* **Your instructions**
Give back the full data, retyped precisely.

-=-=-

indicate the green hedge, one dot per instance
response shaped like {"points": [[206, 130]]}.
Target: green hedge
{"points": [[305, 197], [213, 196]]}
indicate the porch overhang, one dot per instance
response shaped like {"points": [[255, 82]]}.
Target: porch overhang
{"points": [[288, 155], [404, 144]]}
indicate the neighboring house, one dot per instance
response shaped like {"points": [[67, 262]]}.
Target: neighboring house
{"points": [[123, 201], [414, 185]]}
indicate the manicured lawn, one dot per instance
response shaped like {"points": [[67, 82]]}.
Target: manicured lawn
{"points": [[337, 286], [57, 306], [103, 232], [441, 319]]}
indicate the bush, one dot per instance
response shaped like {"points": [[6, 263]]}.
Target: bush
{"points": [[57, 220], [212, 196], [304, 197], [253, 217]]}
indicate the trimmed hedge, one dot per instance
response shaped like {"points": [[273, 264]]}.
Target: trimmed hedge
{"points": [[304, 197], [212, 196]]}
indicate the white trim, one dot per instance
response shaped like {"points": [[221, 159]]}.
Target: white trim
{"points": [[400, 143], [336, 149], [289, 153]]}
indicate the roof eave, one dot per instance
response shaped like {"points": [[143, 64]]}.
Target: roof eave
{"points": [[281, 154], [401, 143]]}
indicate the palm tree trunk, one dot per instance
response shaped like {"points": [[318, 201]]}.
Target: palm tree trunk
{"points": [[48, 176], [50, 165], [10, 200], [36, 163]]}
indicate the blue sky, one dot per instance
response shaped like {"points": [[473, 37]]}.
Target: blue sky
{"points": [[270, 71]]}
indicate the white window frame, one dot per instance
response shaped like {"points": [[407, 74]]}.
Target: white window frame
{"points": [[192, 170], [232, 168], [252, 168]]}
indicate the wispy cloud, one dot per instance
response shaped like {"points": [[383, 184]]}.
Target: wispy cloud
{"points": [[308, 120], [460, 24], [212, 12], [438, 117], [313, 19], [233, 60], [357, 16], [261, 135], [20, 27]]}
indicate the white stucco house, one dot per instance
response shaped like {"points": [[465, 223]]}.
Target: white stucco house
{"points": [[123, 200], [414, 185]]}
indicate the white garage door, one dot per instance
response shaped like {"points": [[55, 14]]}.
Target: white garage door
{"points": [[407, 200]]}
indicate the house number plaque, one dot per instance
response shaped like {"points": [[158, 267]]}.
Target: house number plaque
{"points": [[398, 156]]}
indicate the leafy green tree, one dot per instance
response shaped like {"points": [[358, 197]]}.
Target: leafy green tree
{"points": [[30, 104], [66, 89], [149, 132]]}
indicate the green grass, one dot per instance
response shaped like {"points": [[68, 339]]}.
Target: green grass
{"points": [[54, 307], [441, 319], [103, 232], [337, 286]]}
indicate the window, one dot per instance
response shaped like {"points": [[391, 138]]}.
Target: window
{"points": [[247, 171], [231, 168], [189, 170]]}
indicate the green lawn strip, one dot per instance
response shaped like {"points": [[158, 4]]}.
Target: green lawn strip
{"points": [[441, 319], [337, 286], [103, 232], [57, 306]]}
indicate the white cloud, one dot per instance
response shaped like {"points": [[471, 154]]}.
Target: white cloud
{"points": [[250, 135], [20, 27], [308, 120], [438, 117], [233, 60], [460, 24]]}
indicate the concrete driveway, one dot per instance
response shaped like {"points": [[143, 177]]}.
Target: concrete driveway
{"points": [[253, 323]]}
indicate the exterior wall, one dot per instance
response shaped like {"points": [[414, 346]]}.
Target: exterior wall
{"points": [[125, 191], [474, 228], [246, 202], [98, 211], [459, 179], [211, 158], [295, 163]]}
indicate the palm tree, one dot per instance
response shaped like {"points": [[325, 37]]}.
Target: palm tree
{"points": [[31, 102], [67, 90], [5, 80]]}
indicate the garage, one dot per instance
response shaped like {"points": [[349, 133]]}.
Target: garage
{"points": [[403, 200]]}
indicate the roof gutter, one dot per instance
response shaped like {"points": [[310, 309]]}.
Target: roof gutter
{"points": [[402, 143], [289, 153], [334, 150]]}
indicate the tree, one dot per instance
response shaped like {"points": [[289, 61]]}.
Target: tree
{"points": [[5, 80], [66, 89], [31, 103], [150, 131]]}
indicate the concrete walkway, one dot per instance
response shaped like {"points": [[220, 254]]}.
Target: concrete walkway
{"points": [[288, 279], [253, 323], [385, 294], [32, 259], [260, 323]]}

-=-=-

* **Your response**
indicate the green hedge, one dot per instance
response shaped like {"points": [[206, 130]]}.
Target: green hedge
{"points": [[305, 197], [213, 196]]}
indicate the porch overhang, one dot per instance
response shaped like {"points": [[255, 82]]}.
Target: porch overhang
{"points": [[288, 155], [404, 144]]}
indicate the neighboring house, one dot per instance
response shaped like {"points": [[67, 262]]}.
Target: neighboring house
{"points": [[123, 201], [414, 185]]}
indicate the manicured lawn, one dot per instance
response shaped like {"points": [[67, 82]]}.
Target: manicured lawn
{"points": [[337, 286], [57, 306], [103, 232], [441, 319]]}
indicate the bush, one dot per instance
response shaped like {"points": [[6, 263]]}.
Target: bush
{"points": [[57, 220], [212, 196], [304, 197], [253, 217]]}
indicate the trimmed hedge, one dot per instance
response shaped like {"points": [[273, 264]]}.
Target: trimmed hedge
{"points": [[304, 197], [212, 196]]}
indicate the white trim, one dot per instance
response shaped like {"points": [[221, 159]]}.
Target: white trim
{"points": [[400, 143], [336, 149], [289, 153]]}
indicate the roof eave, one dot per instance
response shaped like {"points": [[143, 64]]}.
Target: roof eave
{"points": [[281, 154], [401, 143]]}
indicate the palm tree trunk, one dot per instance
response shaped like {"points": [[318, 201]]}.
Target: palm tree trunk
{"points": [[48, 176], [50, 165], [10, 200], [36, 163]]}
indicate the blue sky, one dot per instance
response shaped like {"points": [[473, 37]]}.
Target: blue sky
{"points": [[270, 71]]}
indicate the white window frame, one dot per instance
response shaped like {"points": [[407, 74]]}.
Target: white window frame
{"points": [[192, 170], [232, 168], [252, 168]]}
indicate the wispy cloud, one dot per instance
response shaped like {"points": [[383, 184]]}.
Target: wispy cloud
{"points": [[308, 120], [460, 24], [212, 12], [438, 117], [313, 19], [233, 60], [357, 16], [261, 135], [20, 27]]}
indicate the white stucco house, one dot per instance
response shaped like {"points": [[465, 223]]}.
Target: white stucco house
{"points": [[123, 200], [414, 185]]}
indicate the white garage door, one dot per instance
response shaped like {"points": [[55, 14]]}.
Target: white garage door
{"points": [[407, 200]]}
indicate the house number plaque, one dot per instance
response shaped like {"points": [[158, 267]]}.
Target: house number plaque
{"points": [[398, 156]]}
indicate the leafy green tree, one dot per instance
response shaped like {"points": [[358, 197]]}.
Target: leafy green tree
{"points": [[30, 104], [66, 89], [149, 132]]}
indicate the green grass, one dot per instance
response shaped like {"points": [[68, 339]]}.
Target: green grass
{"points": [[54, 307], [441, 319], [103, 232], [337, 286]]}
indicate the window, one dot per instance
response shaped like {"points": [[391, 138]]}.
Target: window
{"points": [[247, 171], [231, 168], [189, 170]]}
indicate the green lawn strip, one dot per instance
response shaped like {"points": [[158, 4]]}.
Target: green lawn strip
{"points": [[441, 319], [337, 286], [103, 232], [57, 306]]}
indicate the white cloud, one dot per instance
response shaped like {"points": [[471, 154]]}.
Target: white cloud
{"points": [[250, 135], [20, 27], [308, 120], [438, 117], [233, 60], [460, 24]]}
indicate the concrete driveway, one dot per instance
response shaped like {"points": [[143, 177]]}.
Target: concrete driveway
{"points": [[253, 323]]}
indicate the exterior wall, one dot per instance
response shaped like {"points": [[414, 346]]}.
Target: exterior wall
{"points": [[125, 191], [474, 228], [246, 202], [98, 211], [459, 179], [211, 158], [295, 163]]}
indicate the palm tree, one dot per instance
response shaped like {"points": [[325, 37]]}.
Target: palm tree
{"points": [[31, 102], [67, 90], [5, 80]]}
indicate the garage, one dot per instance
response shaped like {"points": [[349, 133]]}.
Target: garage
{"points": [[403, 200]]}
indicate the roof gutter, one dot per instance
response shaped like {"points": [[310, 309]]}.
Target: roof gutter
{"points": [[402, 143], [289, 153], [334, 150]]}
indicate the tree, one dot per instance
response shaped like {"points": [[289, 61]]}.
Target: tree
{"points": [[5, 80], [66, 89], [31, 103], [150, 131]]}
indicate the concrete walkway, one dot per instance
response shaped like {"points": [[220, 254]]}.
Target: concrete walkway
{"points": [[288, 279], [253, 323], [385, 294], [32, 259], [260, 323]]}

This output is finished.